- [SHORT PROBLEM]: Return each line below that contains the string "dark", treating uppercase and lowercase as distinct.

- [PROVIDED DATA]:
◆ ◆ ◆

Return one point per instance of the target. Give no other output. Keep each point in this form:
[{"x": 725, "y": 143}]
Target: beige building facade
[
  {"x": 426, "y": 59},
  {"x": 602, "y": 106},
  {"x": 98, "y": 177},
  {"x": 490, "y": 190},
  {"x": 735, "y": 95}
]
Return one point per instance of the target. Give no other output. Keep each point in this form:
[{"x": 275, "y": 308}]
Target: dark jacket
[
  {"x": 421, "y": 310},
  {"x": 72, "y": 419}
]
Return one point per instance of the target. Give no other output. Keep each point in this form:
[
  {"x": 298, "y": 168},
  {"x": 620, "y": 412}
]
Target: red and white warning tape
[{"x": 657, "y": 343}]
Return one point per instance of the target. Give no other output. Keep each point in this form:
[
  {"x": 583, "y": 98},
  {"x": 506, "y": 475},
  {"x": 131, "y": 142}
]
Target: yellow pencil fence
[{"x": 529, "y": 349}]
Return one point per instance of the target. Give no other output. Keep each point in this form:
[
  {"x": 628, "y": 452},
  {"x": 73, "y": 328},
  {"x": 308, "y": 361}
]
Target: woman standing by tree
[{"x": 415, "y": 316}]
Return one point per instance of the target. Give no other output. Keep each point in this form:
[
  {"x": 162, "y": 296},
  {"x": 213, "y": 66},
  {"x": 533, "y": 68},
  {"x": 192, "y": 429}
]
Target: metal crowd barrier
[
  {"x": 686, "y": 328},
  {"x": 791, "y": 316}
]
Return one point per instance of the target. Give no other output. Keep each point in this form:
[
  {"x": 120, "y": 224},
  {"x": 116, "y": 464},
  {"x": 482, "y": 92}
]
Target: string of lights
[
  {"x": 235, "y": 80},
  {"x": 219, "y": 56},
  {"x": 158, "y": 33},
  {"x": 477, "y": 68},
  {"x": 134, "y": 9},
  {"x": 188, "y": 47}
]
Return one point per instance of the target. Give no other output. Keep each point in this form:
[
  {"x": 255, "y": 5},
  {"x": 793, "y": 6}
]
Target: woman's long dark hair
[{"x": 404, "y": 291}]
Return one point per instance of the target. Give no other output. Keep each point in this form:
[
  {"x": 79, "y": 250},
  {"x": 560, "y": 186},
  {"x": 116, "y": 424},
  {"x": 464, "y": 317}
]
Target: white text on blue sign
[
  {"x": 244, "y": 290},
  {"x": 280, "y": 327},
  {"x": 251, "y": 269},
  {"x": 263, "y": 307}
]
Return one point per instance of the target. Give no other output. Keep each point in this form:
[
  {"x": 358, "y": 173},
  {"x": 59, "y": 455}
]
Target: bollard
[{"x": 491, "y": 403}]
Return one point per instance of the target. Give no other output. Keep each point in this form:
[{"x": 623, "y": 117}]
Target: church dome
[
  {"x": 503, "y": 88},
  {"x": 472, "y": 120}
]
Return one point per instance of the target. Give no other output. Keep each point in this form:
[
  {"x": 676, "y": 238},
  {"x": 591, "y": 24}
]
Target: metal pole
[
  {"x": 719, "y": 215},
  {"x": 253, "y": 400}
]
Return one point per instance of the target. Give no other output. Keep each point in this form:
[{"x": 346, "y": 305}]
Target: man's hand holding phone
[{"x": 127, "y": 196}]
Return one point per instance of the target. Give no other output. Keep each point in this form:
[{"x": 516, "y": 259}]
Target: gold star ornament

◆ ◆ ◆

- [PROBLEM SOLUTION]:
Target: dark jacket
Target: woman's long dark hair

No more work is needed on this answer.